[Recorded data]
'''
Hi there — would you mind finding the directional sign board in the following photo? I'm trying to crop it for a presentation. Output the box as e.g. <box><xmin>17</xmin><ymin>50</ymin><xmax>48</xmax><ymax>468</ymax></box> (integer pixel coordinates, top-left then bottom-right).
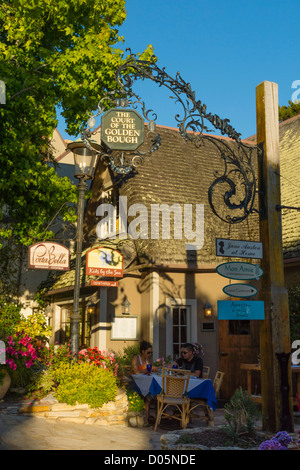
<box><xmin>216</xmin><ymin>238</ymin><xmax>263</xmax><ymax>259</ymax></box>
<box><xmin>216</xmin><ymin>262</ymin><xmax>264</xmax><ymax>281</ymax></box>
<box><xmin>223</xmin><ymin>284</ymin><xmax>258</xmax><ymax>298</ymax></box>
<box><xmin>218</xmin><ymin>300</ymin><xmax>265</xmax><ymax>320</ymax></box>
'''
Work to complete
All of the records above are to be printed exactly, with every picture omitted.

Result for this task
Hi there — would you mind finding the directional sign board in the following photo? I'm trying to crop it for a presentation. Output the box as e.g. <box><xmin>17</xmin><ymin>50</ymin><xmax>48</xmax><ymax>468</ymax></box> (integer pixel coordinates, top-left then bottom-right).
<box><xmin>216</xmin><ymin>238</ymin><xmax>263</xmax><ymax>259</ymax></box>
<box><xmin>216</xmin><ymin>262</ymin><xmax>264</xmax><ymax>281</ymax></box>
<box><xmin>223</xmin><ymin>284</ymin><xmax>258</xmax><ymax>298</ymax></box>
<box><xmin>218</xmin><ymin>300</ymin><xmax>265</xmax><ymax>320</ymax></box>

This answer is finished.